- _Aim_
Rewrite the lines of the listing below as a numbered list, starting with the line that contains "stack of books" and going on through the last line of the listing, and skip any blank lines.

- _Provided records_
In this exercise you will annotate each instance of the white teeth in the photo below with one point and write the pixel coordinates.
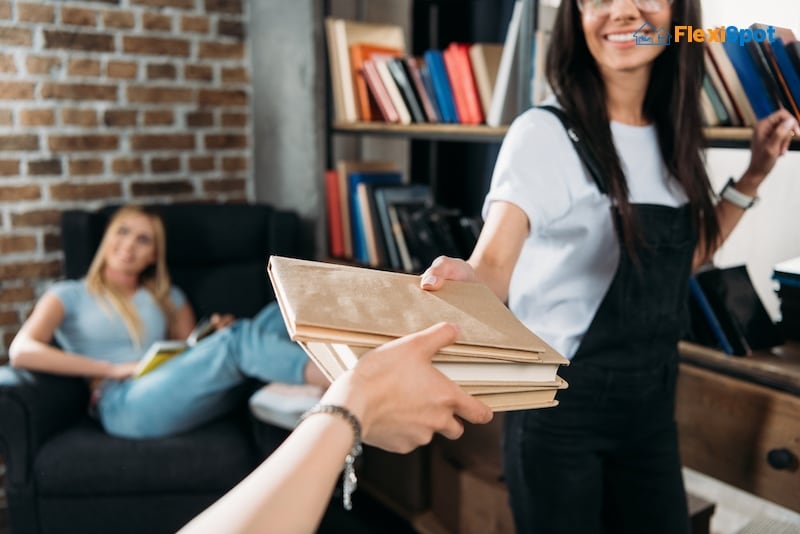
(620, 37)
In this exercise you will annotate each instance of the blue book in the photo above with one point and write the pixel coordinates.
(360, 249)
(790, 75)
(700, 299)
(441, 85)
(755, 87)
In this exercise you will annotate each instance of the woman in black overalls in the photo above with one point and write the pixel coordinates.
(606, 459)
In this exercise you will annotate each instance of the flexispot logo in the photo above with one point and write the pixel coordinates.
(649, 35)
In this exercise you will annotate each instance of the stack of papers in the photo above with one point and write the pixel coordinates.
(338, 313)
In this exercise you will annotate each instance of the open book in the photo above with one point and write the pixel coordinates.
(161, 351)
(337, 313)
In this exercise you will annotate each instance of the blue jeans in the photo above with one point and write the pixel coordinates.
(201, 383)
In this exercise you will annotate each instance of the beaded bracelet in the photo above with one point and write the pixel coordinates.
(349, 480)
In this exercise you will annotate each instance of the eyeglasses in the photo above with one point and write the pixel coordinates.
(603, 7)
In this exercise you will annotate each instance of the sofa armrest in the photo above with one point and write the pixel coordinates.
(33, 407)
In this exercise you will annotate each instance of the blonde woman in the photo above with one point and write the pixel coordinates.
(105, 322)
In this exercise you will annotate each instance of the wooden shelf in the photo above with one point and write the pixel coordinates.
(431, 132)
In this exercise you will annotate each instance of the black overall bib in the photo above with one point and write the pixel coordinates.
(606, 459)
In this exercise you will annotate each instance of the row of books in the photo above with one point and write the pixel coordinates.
(787, 276)
(727, 314)
(375, 79)
(744, 84)
(337, 313)
(376, 219)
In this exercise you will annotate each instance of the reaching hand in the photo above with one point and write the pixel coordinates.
(771, 138)
(401, 399)
(445, 268)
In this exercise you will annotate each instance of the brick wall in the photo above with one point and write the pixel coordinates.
(113, 101)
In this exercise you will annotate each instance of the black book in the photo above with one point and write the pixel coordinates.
(740, 312)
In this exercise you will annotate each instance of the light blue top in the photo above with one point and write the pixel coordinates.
(93, 328)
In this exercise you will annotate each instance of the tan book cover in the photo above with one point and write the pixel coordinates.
(364, 307)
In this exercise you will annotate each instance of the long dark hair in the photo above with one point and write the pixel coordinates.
(672, 102)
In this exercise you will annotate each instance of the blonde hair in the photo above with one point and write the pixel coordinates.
(154, 279)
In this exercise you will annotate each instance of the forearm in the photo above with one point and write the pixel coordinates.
(291, 489)
(28, 353)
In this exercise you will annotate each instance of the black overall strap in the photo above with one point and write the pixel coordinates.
(582, 148)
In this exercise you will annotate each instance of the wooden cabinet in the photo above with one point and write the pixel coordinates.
(739, 420)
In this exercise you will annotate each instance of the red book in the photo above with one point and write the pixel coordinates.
(335, 231)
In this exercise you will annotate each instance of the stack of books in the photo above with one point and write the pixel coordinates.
(338, 313)
(787, 274)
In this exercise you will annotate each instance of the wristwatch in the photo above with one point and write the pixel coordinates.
(736, 197)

- _Right answer_
1. In this exercise you will annotate each instance of the stack of books in the photo above with one point and write the pixel coordinates.
2. (338, 313)
3. (787, 274)
4. In this exercise you will annotate each instance of the wristwatch in the photo above with one point and write the pixel coordinates.
5. (736, 197)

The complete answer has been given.